AIM:
Could you edit the items below so that every "pond water" reads "lake water", changing nothing else? Leave the pictures out of your answer.

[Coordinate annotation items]
● ● ● ● ●

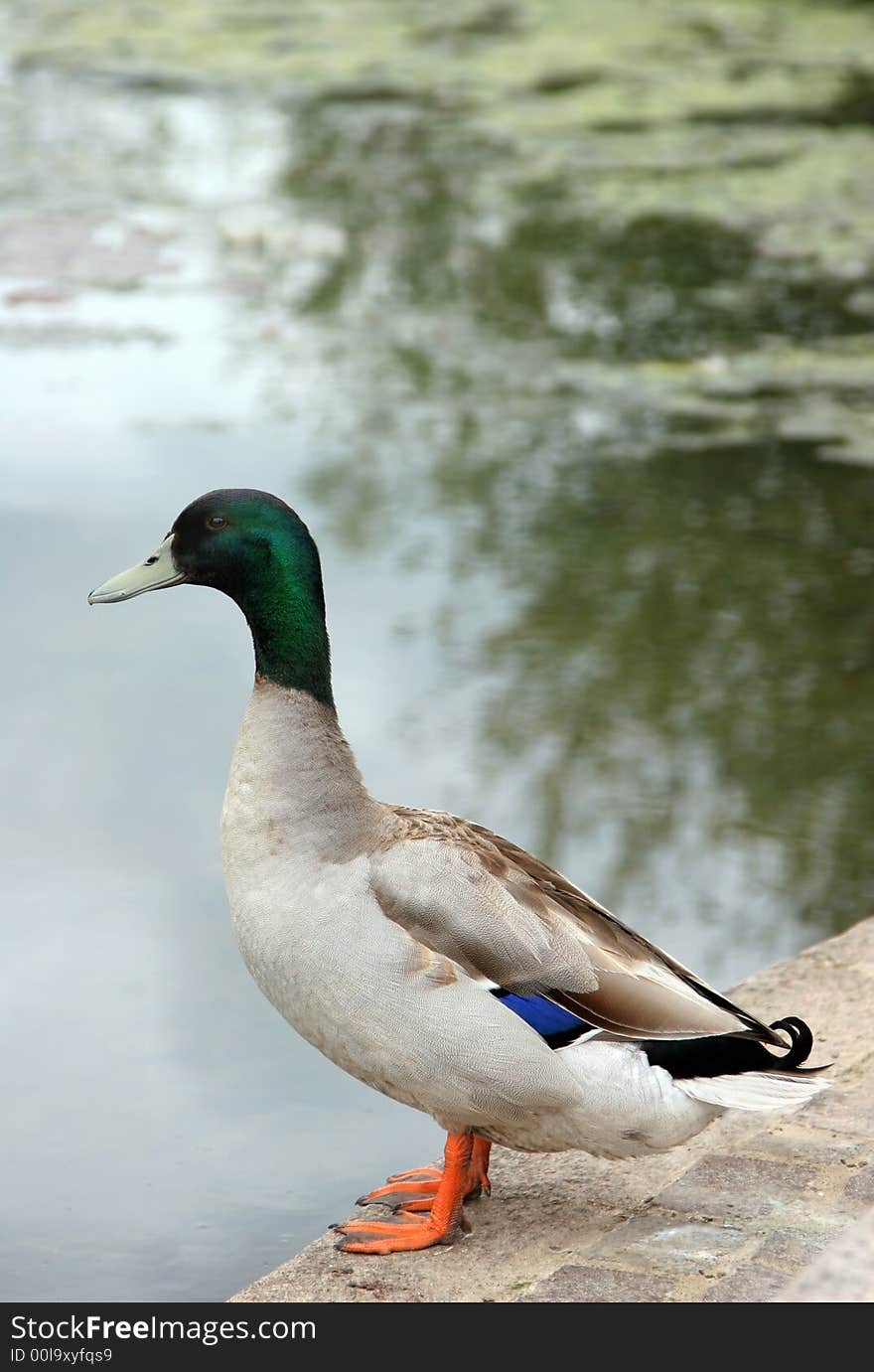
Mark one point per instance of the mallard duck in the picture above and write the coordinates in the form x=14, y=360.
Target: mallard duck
x=424, y=954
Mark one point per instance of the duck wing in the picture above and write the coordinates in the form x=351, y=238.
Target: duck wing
x=511, y=921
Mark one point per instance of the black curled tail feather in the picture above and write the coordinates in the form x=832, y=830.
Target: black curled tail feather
x=801, y=1043
x=733, y=1054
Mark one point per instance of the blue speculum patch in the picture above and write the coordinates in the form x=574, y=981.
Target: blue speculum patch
x=556, y=1025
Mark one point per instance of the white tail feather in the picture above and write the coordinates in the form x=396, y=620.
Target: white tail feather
x=754, y=1090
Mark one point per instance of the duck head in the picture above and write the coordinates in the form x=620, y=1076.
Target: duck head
x=255, y=549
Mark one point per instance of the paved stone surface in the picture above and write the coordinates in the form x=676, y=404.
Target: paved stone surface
x=844, y=1274
x=756, y=1209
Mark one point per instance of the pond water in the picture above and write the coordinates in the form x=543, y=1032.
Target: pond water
x=589, y=461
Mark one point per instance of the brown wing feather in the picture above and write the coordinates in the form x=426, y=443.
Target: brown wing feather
x=641, y=991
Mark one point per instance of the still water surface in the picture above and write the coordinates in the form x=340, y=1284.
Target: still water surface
x=619, y=615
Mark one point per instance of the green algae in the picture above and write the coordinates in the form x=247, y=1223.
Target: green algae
x=600, y=295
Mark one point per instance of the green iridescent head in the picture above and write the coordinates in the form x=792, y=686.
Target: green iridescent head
x=255, y=549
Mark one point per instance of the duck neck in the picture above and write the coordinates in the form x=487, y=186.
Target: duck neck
x=290, y=638
x=294, y=777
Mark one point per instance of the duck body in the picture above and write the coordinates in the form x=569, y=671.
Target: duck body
x=425, y=955
x=309, y=867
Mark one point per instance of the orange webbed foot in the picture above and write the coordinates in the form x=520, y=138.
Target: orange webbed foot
x=414, y=1190
x=428, y=1202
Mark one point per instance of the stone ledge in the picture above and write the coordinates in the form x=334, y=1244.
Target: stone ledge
x=743, y=1213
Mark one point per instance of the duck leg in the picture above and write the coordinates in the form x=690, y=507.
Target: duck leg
x=414, y=1191
x=438, y=1224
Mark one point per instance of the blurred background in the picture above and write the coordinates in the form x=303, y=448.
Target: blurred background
x=556, y=324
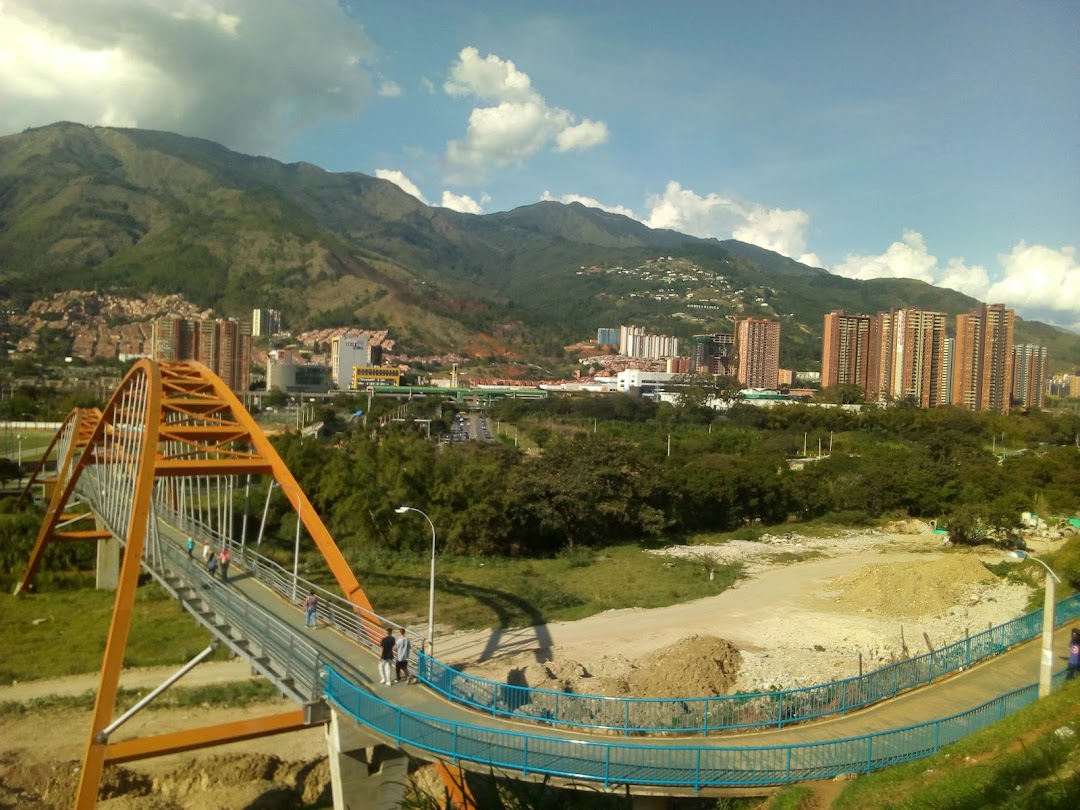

● ● ● ● ●

RIGHT ANSWER:
Mark one point per instance of the mallard duck in the picture above and write the coordinates in the form x=14, y=360.
Target: mallard duck
x=424, y=954
Mark one point per instance of the duck wing in the picture above and write the coordinates in the form x=351, y=238.
Target: duck wing
x=511, y=921
Mark one point per instance of the black curled tail feather in the picture above and write the coordinates in the form x=832, y=830.
Target: black curled tail feather
x=801, y=1043
x=733, y=1054
Mark one point per instance of the blue speculum patch in the picture above and write the coordinates in the form x=574, y=981.
Target: blue speculum patch
x=556, y=1025
Mark one point per instance of the white tail feather in the picture above and write the coordinates in the form x=396, y=620.
Target: white tail feather
x=754, y=1090
Mark one point per instance of the duck head in the picture above and write the coordinates in the form x=620, y=1076.
Target: duck head
x=255, y=549
Mark one point per instance of the paved stone surface in the picture above and write the coordinates in the form x=676, y=404.
Target: paved stone surface
x=844, y=1274
x=756, y=1209
Mark one point per instance of the lake water in the picture above and write the coordinates in the form x=543, y=1032.
Target: lake water
x=589, y=461
Mark one point per instance of the brown wing feather in the picture above and write the coordinates in the form x=426, y=443.
Target: brown wing feather
x=641, y=991
Mark one point per instance of the still water surface in the picture above and write the coordinates in the form x=340, y=1284.
Target: still water surface
x=619, y=615
Mark one point per instance of the green algae in the picture above and write the coordinates in the form x=247, y=1223.
Target: green algae
x=600, y=295
Mark one point per instance of the green iridescent head in the picture above and write the coordinates in the form x=792, y=686.
Target: green iridescent head
x=255, y=549
Mark one point per instance of the duck neck in the picture above and write the coordinates in the form x=487, y=186.
Target: duck neck
x=290, y=638
x=294, y=777
Mark one point per instance of the duck body in the picture above and write the coordinates in the form x=569, y=671.
Target: duck body
x=425, y=955
x=309, y=867
Mark one point per instance of the orange webbed foot in the picture above and write the coordinates in the form x=520, y=138.
Target: orange webbed foot
x=414, y=1190
x=428, y=1202
Mark one point per instance of the stone ledge in the picture above and write the coordinates in the form x=334, y=1244.
Target: stone ledge
x=743, y=1213
Mark one point per instance of the duck leg in the picture above and write the coordinates in the form x=690, y=507.
Target: duck leg
x=414, y=1191
x=438, y=1224
Mark one point per instance of the blurred background in the picture above and write the coordinates in the form x=303, y=448.
Target: blurred background
x=556, y=324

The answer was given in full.